▶ _Exercise description_: Go through the entries below and pull out every line that contains the word "cloud", copying each such line in full.

### Record extracts ###

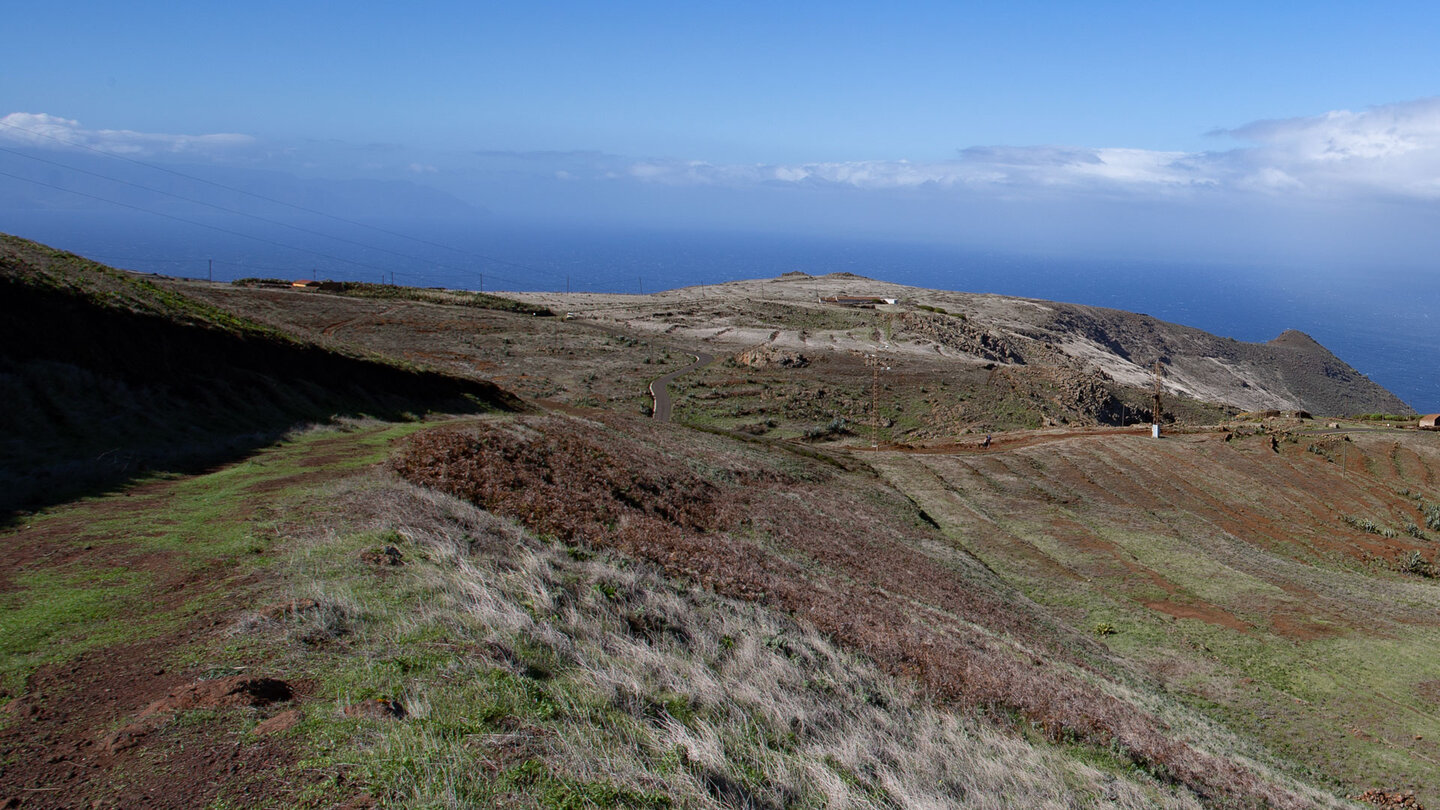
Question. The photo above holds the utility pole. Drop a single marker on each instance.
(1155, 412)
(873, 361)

###
### Record extracts ###

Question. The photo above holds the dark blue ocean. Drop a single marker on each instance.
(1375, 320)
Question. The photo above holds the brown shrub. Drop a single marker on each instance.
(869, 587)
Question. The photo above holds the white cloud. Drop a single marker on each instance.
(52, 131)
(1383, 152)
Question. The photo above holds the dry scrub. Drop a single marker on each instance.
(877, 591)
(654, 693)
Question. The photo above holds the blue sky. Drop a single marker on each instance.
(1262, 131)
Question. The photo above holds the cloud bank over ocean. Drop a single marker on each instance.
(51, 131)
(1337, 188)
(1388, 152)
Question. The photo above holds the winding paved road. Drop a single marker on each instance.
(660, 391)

###

▶ _Correct response_:
Question. The photo above holds the white cloud. Drop a single marker on each instance.
Question. The photo above holds the cloud bank over ocean. Drop a single marker on each instance.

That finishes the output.